Problem to work on: After reading the data below, copy out every line that contains the word "brick".

Task data:

=-=-=-=-=

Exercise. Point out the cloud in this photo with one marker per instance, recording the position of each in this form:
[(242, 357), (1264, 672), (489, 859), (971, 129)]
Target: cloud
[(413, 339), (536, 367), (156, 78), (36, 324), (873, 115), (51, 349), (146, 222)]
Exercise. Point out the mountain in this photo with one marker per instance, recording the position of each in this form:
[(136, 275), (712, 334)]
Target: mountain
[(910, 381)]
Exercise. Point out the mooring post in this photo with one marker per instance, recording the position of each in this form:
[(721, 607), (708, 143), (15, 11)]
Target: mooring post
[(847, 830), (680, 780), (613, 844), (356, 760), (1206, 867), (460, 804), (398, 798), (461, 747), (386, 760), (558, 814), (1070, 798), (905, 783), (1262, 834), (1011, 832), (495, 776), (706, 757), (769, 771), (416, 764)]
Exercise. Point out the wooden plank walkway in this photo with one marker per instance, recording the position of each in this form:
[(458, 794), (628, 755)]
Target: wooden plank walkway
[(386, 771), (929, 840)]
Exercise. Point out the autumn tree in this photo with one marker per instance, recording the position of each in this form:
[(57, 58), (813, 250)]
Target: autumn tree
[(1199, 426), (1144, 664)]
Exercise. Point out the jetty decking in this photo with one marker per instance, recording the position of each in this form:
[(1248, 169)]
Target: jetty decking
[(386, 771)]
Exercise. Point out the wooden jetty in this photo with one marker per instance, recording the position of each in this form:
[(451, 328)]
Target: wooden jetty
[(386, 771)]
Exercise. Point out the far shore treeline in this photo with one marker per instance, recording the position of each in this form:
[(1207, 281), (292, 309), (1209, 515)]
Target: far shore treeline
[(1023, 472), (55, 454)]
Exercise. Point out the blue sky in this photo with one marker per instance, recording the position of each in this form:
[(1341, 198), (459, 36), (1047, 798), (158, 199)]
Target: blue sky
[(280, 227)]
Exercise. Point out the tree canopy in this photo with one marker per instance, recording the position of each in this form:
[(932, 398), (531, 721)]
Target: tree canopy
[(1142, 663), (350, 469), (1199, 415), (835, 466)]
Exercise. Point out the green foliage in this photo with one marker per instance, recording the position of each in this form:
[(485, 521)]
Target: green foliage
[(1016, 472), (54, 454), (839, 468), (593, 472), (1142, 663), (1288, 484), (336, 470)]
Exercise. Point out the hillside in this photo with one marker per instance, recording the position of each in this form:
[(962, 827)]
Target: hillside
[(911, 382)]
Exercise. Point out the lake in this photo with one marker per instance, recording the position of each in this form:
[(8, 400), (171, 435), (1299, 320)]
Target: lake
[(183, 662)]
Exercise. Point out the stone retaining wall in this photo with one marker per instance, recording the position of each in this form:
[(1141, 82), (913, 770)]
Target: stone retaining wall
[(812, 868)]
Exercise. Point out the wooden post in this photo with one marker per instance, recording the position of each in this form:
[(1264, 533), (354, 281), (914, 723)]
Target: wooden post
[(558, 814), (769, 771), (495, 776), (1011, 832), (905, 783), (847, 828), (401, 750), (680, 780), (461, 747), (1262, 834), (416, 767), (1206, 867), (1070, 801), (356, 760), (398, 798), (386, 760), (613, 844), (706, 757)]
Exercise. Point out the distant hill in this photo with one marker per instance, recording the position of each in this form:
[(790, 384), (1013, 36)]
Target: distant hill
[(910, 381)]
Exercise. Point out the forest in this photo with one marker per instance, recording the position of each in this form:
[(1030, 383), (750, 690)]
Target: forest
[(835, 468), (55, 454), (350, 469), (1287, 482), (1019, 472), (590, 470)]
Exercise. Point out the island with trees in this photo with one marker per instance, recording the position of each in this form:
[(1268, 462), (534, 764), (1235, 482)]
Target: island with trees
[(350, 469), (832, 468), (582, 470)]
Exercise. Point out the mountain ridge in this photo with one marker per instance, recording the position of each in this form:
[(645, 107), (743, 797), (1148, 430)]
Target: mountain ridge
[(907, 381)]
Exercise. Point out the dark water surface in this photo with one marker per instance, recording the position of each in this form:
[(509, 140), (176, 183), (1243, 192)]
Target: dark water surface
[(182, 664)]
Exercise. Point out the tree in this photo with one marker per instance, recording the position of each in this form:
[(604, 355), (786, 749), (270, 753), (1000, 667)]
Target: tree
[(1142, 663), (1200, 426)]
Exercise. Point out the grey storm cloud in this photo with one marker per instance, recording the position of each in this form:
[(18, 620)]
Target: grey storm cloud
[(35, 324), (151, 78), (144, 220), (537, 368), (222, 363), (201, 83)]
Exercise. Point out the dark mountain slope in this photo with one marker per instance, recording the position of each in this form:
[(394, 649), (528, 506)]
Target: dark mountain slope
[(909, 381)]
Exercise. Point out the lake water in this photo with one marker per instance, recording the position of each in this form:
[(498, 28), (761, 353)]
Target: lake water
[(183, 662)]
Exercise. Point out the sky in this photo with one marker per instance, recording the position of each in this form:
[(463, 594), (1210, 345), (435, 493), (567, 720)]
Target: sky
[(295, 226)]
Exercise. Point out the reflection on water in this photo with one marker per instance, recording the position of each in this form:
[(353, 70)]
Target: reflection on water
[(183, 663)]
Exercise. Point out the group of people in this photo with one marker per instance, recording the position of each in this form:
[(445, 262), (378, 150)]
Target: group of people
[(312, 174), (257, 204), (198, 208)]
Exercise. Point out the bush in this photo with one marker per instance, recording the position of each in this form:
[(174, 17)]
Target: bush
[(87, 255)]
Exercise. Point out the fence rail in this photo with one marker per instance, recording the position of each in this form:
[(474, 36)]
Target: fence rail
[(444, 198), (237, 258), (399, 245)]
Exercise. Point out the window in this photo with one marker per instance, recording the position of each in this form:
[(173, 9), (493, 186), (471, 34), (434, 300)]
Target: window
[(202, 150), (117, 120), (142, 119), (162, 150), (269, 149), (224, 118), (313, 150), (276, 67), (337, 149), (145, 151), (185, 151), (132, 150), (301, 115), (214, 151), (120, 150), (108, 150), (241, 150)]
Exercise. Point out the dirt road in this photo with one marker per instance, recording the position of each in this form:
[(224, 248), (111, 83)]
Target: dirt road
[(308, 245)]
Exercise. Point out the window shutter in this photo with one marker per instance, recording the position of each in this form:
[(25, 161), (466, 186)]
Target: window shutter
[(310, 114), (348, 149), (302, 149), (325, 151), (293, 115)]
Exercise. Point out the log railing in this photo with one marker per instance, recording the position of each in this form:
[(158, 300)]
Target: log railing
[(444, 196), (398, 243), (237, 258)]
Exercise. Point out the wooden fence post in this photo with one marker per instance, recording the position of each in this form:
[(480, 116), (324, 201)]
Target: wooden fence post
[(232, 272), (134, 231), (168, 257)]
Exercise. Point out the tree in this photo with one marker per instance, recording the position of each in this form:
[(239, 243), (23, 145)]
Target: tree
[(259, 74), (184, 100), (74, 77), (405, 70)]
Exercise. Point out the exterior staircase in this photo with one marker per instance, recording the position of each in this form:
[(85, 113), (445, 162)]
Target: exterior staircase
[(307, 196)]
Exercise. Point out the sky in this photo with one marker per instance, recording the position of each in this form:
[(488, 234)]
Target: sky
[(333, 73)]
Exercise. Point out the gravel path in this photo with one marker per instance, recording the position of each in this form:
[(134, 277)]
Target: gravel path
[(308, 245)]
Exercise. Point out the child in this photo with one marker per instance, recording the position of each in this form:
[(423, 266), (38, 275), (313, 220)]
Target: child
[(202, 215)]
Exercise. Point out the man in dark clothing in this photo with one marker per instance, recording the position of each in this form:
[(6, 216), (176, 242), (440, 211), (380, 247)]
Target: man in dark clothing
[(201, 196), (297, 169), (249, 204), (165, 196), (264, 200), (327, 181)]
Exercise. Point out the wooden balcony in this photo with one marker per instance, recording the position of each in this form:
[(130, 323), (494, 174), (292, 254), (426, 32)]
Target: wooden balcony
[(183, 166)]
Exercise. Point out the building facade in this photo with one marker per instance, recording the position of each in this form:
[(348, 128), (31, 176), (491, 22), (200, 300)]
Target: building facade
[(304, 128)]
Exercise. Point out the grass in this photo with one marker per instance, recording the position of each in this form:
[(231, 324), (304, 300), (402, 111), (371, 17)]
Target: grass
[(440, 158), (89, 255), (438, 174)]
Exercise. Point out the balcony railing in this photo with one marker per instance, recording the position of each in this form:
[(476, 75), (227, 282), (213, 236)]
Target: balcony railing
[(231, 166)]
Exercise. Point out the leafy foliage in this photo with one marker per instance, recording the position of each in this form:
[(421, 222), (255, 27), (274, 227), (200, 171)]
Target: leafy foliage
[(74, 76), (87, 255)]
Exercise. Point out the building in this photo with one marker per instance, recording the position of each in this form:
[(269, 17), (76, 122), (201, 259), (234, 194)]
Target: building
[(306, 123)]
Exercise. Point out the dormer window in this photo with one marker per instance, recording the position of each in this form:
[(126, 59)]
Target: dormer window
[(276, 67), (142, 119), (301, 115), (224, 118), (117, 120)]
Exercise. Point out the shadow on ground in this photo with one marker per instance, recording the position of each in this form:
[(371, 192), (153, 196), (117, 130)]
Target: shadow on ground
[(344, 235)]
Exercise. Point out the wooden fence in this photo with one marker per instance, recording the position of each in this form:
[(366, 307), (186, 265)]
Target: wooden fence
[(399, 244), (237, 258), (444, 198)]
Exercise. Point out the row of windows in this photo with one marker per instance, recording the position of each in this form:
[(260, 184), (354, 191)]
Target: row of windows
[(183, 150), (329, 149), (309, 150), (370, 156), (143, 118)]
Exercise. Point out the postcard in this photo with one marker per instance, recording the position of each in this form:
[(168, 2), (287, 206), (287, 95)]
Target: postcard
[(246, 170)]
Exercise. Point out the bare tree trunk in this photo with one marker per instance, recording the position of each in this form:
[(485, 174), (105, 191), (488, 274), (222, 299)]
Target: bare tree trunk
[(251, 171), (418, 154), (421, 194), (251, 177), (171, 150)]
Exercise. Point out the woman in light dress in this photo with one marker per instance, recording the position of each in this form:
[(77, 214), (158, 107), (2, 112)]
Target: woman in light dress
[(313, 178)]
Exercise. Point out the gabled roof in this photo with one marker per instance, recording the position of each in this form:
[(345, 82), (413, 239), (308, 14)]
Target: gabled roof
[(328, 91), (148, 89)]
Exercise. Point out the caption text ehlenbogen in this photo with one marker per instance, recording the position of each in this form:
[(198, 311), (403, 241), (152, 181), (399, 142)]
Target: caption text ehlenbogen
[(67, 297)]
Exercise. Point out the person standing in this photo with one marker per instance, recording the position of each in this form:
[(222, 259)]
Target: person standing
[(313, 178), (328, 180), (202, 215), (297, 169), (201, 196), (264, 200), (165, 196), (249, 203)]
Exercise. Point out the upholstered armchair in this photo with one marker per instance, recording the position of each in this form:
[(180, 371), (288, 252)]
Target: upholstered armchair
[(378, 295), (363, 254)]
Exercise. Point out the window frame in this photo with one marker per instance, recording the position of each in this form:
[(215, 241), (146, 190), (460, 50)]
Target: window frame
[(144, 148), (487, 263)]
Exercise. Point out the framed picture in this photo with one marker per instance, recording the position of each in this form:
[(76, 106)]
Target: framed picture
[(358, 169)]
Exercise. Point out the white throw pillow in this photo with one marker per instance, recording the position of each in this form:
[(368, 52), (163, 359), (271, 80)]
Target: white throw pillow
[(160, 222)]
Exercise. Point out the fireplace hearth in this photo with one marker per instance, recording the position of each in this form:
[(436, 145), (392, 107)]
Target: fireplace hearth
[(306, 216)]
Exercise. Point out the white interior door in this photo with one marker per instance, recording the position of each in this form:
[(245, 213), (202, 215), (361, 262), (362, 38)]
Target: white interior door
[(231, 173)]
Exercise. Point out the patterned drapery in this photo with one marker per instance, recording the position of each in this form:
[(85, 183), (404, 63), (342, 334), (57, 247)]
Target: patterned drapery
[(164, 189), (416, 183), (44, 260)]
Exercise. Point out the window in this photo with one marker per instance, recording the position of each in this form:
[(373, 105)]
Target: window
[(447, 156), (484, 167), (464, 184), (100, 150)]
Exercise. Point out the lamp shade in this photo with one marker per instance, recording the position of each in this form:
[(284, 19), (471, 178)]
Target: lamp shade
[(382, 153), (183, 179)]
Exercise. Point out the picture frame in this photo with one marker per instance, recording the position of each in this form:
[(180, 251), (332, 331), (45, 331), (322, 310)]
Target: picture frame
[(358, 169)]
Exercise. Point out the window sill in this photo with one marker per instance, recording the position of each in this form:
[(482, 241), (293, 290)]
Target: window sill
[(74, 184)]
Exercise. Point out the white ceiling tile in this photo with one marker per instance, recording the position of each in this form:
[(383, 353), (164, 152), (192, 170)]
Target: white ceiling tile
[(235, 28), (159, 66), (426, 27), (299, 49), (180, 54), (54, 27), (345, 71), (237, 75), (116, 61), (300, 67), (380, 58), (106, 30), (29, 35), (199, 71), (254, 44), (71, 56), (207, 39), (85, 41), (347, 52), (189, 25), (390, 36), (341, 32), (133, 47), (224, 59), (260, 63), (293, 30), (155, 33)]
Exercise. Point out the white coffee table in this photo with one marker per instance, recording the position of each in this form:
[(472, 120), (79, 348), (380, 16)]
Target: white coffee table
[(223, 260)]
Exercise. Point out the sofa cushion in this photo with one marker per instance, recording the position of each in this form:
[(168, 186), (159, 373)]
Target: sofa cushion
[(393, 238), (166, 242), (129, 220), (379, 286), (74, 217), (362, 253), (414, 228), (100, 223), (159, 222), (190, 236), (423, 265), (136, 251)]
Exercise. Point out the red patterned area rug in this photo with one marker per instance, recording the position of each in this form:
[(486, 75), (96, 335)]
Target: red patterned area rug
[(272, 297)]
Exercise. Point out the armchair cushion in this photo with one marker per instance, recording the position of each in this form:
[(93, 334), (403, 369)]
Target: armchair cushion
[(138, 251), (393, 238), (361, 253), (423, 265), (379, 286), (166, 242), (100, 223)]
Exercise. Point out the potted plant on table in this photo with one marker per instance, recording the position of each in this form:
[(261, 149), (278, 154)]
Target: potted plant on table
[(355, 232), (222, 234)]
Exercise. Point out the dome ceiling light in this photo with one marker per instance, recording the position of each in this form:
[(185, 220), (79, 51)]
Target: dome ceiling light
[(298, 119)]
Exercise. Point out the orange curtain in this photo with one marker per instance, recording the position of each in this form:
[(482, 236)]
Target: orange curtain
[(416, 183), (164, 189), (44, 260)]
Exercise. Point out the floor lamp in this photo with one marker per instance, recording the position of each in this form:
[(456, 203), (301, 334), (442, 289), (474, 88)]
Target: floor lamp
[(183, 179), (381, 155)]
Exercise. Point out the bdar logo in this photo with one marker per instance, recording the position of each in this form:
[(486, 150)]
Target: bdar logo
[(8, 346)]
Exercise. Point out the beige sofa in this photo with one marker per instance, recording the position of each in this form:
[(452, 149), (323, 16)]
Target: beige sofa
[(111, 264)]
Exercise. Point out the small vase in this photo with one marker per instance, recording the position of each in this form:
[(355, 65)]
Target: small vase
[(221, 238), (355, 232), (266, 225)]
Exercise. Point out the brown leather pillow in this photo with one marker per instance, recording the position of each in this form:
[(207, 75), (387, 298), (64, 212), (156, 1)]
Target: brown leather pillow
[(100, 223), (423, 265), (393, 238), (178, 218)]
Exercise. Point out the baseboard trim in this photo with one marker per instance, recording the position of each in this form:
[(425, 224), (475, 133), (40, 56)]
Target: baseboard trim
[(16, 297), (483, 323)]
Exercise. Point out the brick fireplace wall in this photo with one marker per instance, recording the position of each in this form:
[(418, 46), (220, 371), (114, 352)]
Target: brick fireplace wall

=-=-=-=-=

Reply:
Exercise. Point out the brick fireplace wall in this photo with one marker per instance, recording the position of each in this form:
Target: brick fireplace wall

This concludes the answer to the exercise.